→ **JOB**
Reproduce all of the records below character for character, keeping every line unchanged.

→ **SOURCE RECORDS**
####

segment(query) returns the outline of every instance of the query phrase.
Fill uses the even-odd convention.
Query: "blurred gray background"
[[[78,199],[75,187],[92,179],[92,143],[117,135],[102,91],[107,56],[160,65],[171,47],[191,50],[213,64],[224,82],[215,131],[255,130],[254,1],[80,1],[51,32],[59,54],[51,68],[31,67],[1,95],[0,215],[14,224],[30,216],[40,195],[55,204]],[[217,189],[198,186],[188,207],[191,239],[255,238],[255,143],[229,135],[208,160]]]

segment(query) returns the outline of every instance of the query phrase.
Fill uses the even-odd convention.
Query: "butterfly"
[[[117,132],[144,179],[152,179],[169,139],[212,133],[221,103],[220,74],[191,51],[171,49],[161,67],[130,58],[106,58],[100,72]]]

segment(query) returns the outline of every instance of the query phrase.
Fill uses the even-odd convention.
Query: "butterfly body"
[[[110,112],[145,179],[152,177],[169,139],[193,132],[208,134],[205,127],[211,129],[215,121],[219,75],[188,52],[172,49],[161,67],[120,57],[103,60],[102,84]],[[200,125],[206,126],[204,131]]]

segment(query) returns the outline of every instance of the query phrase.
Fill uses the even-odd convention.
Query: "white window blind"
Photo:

####

→ **EXERCISE OUTPUT**
segment(query) returns the outline of every instance of the query phrase.
Fill uses the even-odd convention.
Query: "blurred gray background"
[[[78,199],[75,187],[92,179],[92,143],[117,135],[102,91],[107,56],[160,65],[171,47],[191,50],[213,64],[224,82],[215,131],[255,130],[254,1],[80,1],[51,32],[59,54],[51,68],[31,67],[1,95],[0,215],[14,224],[30,216],[40,195],[55,204]],[[217,189],[198,186],[188,207],[191,239],[255,238],[255,143],[229,135],[208,160]]]

segment(query) returns the outline of every instance of the query phrase.
Fill uses the even-odd convention.
Query: "butterfly"
[[[117,132],[144,179],[152,179],[169,139],[212,133],[221,103],[220,74],[191,51],[171,49],[161,67],[130,58],[106,58],[100,72]]]

segment(query) returns the outline of every instance of the query phrase.
Fill uses the even-odd convention.
Query: "butterfly body"
[[[110,112],[145,179],[152,177],[169,139],[193,132],[208,134],[205,127],[211,129],[215,121],[219,75],[188,52],[172,49],[161,67],[120,57],[103,60],[102,84]],[[200,125],[206,126],[204,131]]]

segment(query) returns the outline of every instance of the query phrase.
Fill uses the even-odd convention.
Query: "white window blind"
Photo:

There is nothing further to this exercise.